## TASK DETAILS
From the line containing "If you could point at the glossy" to the last line of the records, reproduce every line exactly and print nothing else.

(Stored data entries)
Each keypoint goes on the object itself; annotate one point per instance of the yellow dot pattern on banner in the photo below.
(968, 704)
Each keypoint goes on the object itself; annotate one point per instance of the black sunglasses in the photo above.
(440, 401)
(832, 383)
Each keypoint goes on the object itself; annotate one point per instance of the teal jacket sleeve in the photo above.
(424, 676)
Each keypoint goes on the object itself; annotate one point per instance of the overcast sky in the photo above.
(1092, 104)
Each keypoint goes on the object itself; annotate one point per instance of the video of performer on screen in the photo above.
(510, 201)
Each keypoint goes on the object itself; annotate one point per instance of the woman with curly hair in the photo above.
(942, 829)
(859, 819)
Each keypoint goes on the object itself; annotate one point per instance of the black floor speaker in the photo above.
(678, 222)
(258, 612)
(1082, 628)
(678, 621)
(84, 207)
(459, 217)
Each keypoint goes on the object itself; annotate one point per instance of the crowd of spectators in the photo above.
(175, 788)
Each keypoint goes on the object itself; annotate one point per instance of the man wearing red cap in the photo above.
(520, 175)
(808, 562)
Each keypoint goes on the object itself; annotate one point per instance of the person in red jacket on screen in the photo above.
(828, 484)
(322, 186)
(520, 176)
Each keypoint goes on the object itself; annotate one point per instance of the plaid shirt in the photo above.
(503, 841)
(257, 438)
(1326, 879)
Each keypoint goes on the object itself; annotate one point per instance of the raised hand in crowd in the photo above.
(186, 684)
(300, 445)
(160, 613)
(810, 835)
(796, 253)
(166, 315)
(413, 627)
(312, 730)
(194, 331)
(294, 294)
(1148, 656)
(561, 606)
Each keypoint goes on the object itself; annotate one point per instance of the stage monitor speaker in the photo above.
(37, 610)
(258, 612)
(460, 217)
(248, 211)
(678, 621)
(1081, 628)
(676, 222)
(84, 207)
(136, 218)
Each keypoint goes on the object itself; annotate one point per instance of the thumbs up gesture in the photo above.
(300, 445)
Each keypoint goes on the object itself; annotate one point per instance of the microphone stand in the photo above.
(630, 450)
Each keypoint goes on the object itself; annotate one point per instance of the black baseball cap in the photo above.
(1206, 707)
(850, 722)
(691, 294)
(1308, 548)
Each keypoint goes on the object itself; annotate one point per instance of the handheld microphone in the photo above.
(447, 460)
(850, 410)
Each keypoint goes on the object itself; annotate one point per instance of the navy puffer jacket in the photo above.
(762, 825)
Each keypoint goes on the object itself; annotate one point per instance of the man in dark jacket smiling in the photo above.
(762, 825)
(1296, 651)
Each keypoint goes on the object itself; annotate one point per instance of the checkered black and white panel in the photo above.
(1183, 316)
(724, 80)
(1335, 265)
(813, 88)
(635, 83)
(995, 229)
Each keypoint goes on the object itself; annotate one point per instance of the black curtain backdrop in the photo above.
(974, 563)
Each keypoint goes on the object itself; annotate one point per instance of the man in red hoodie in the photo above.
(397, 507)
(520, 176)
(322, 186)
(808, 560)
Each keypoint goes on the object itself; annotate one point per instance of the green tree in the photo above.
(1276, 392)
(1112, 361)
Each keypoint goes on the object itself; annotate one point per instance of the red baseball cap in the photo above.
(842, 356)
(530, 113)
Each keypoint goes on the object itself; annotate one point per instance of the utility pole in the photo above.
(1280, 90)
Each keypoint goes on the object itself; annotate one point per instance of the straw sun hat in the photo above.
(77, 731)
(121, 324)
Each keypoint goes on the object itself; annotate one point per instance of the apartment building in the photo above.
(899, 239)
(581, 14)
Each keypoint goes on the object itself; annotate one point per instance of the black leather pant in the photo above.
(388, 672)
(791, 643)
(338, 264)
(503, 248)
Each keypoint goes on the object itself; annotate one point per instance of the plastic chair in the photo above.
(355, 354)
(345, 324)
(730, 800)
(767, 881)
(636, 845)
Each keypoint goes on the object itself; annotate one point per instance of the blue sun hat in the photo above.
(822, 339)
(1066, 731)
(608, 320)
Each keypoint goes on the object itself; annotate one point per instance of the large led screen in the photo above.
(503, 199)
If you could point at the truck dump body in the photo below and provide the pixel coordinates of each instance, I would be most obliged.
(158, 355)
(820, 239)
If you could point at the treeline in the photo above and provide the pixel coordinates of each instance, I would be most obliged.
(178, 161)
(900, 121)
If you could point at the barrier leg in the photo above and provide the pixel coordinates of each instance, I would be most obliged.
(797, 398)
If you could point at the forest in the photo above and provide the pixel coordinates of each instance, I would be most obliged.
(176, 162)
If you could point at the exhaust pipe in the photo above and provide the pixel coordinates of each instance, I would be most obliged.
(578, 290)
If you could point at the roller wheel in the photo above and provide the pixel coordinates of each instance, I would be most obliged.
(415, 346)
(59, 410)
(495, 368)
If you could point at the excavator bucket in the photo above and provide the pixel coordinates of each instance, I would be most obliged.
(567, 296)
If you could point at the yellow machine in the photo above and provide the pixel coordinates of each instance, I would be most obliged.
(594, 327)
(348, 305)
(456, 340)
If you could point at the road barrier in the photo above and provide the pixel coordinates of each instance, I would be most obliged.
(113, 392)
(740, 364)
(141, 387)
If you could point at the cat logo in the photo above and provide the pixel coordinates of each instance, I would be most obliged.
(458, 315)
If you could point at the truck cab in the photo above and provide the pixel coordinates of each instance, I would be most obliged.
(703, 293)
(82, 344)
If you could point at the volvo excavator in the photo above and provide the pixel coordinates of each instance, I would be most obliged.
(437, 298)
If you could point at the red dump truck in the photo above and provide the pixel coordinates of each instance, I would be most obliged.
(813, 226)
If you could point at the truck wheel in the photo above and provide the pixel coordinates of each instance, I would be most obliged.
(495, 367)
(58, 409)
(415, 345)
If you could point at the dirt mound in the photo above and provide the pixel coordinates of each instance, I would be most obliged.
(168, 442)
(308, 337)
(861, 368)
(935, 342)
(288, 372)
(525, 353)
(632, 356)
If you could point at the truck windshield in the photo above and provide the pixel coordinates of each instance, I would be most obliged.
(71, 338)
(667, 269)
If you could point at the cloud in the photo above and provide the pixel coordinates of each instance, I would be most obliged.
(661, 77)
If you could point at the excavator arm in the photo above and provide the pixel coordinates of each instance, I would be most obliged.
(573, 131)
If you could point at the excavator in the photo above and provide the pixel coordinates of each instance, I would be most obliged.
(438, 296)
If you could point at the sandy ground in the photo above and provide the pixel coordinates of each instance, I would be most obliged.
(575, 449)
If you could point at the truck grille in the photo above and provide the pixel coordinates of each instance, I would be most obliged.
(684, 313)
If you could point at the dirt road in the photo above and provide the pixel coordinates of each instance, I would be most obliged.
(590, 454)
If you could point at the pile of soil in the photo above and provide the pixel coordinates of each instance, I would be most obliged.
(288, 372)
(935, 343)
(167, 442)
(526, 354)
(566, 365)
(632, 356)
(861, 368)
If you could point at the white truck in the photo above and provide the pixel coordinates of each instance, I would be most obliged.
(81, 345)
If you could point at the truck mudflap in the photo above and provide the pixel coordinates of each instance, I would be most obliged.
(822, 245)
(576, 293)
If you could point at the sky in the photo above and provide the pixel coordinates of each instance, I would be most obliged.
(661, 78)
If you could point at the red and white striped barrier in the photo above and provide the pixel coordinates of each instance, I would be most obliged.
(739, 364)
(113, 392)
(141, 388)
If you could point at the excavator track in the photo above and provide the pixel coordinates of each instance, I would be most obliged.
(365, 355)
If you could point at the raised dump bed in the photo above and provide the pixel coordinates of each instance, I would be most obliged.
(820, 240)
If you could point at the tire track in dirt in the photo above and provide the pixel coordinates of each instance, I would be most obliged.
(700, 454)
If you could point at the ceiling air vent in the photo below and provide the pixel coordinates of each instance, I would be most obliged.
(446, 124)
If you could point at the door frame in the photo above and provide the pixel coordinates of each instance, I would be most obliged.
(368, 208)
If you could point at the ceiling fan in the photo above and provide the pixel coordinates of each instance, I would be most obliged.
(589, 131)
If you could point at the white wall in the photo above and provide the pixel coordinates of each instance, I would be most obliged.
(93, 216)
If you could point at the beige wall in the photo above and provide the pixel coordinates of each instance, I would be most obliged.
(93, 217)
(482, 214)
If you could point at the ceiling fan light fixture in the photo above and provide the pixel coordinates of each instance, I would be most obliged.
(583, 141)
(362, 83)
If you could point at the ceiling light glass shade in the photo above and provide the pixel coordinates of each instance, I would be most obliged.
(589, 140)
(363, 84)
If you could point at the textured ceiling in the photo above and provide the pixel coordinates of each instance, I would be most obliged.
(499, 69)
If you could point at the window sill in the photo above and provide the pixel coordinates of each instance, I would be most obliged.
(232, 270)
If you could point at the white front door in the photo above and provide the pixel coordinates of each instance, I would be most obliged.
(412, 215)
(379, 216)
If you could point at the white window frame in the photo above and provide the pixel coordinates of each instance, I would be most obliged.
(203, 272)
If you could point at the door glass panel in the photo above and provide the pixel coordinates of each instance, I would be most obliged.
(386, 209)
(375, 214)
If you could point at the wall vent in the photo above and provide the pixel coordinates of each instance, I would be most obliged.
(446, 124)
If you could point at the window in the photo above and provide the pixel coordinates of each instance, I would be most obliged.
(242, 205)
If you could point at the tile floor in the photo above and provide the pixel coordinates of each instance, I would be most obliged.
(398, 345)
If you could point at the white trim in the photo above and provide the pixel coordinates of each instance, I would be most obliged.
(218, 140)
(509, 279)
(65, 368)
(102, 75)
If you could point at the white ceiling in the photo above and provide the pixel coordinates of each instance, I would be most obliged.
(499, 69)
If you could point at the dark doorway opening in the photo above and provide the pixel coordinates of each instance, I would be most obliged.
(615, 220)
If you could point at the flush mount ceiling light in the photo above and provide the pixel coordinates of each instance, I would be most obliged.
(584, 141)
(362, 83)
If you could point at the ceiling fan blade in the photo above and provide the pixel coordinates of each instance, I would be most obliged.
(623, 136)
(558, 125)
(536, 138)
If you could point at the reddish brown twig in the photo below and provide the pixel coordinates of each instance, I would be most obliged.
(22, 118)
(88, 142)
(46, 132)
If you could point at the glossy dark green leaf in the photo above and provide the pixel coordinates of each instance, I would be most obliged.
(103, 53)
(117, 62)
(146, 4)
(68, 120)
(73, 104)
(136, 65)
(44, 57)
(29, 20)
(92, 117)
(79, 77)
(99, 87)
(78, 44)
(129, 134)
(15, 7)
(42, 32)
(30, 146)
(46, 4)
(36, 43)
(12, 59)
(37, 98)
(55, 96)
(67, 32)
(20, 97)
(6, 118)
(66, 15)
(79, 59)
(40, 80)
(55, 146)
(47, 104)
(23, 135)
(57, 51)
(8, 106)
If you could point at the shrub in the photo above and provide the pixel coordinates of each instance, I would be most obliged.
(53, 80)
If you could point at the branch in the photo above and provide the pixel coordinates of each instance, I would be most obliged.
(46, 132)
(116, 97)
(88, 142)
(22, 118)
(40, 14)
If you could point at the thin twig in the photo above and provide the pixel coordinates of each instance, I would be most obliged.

## SOLUTION FOR THIS TASK
If you could point at the glossy dark green leaf in the photo above and provide the pixel coordinates of each instance, I would be most obliged.
(103, 53)
(117, 62)
(146, 4)
(68, 120)
(73, 104)
(136, 65)
(44, 57)
(29, 20)
(92, 117)
(79, 77)
(99, 87)
(78, 44)
(129, 134)
(15, 7)
(42, 32)
(30, 146)
(46, 4)
(36, 43)
(12, 59)
(37, 98)
(55, 96)
(67, 32)
(20, 97)
(6, 118)
(66, 15)
(79, 59)
(40, 80)
(55, 146)
(47, 104)
(23, 135)
(57, 51)
(8, 106)
If you could point at the shrub in the photo above and provide the pixel coordinates of each instance, I would be most obliged.
(53, 80)
If you could point at the branch in the photo above and provide the pixel coordinates of each instance, I would be most obliged.
(46, 132)
(116, 97)
(88, 142)
(22, 118)
(40, 14)
If you could point at the thin twig in the photo above and provide the pixel coordinates of each instance, I would be most obliged.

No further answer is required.